Starting at the beginning of the entries below and ending at the line containing "294, 328, 312]]", reproduce those lines with the requests included. Multiply every bounding-box coordinate in the answers by 0.2 and round each result to a whole number, rounding halves up.
>> start THE RECORDS
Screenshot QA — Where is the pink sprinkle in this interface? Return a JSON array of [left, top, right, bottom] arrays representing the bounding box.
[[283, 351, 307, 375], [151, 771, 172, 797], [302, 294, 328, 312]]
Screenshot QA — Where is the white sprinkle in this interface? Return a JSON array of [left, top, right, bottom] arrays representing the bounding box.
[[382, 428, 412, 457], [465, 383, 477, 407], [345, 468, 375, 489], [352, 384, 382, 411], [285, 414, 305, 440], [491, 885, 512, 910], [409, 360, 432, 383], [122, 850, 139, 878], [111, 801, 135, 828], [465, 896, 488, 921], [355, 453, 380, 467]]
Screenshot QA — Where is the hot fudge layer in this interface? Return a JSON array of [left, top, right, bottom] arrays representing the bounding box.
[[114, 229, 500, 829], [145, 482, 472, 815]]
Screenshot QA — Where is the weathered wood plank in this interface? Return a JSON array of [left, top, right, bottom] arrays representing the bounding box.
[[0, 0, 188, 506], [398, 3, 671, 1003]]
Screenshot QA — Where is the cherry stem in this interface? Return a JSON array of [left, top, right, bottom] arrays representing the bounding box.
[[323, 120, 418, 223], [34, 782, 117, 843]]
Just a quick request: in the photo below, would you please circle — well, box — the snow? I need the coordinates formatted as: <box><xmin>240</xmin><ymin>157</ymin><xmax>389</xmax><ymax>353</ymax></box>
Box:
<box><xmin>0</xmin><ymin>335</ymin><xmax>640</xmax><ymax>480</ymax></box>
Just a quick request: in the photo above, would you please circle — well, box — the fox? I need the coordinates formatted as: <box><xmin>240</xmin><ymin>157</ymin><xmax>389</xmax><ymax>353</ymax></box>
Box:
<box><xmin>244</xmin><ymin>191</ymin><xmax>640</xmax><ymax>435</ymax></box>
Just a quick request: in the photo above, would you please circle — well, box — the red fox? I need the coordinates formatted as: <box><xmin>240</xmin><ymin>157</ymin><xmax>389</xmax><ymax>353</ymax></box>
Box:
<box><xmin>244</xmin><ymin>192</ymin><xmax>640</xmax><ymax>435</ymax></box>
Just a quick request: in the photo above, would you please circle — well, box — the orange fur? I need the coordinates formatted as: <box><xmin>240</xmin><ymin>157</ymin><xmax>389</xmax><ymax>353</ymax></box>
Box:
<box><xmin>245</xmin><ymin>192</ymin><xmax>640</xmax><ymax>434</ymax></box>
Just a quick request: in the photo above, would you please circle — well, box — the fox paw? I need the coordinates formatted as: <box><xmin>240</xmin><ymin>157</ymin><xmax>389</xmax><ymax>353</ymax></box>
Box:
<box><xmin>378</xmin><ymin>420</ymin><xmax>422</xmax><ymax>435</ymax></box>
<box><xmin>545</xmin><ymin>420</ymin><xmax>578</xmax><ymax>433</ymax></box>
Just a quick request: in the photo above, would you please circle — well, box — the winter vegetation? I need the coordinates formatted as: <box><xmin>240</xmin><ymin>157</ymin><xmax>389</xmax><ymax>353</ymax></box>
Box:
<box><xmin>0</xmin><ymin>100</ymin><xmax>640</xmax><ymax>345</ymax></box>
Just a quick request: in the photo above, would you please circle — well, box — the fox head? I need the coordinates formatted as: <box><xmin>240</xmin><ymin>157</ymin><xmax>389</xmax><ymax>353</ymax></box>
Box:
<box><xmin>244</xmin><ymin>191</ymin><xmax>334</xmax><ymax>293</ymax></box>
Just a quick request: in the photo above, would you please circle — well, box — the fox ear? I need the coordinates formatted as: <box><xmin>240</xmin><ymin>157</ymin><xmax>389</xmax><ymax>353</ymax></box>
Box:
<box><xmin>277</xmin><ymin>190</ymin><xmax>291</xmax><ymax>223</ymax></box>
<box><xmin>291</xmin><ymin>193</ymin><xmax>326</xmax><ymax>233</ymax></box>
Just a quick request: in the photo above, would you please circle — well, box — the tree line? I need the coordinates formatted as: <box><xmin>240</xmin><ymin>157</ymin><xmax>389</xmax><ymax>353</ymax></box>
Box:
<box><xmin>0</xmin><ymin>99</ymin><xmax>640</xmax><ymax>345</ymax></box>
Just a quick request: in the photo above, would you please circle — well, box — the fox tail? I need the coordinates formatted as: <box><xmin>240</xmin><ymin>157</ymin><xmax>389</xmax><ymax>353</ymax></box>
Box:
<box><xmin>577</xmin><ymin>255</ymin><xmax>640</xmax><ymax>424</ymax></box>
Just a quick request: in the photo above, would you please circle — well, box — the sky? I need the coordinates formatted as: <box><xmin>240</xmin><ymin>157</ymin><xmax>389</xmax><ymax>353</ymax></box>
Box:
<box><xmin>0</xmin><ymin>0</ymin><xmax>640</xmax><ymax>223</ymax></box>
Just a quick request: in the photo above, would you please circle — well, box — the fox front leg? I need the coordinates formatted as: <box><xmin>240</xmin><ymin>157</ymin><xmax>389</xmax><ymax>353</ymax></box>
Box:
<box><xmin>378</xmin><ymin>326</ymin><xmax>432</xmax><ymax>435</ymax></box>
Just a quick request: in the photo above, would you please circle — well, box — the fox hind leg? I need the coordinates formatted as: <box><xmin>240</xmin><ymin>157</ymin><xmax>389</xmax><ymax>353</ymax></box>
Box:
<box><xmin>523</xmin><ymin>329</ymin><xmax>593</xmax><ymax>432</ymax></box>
>> end THE RECORDS
RESULT OF THIS TASK ▸
Screenshot QA — Where is the pink sprinkle in this interface? Return a JSON array of [left, top, right, bottom] arrays representing the bounding box.
[[57, 70, 61, 75], [30, 154, 34, 159], [60, 59, 66, 62]]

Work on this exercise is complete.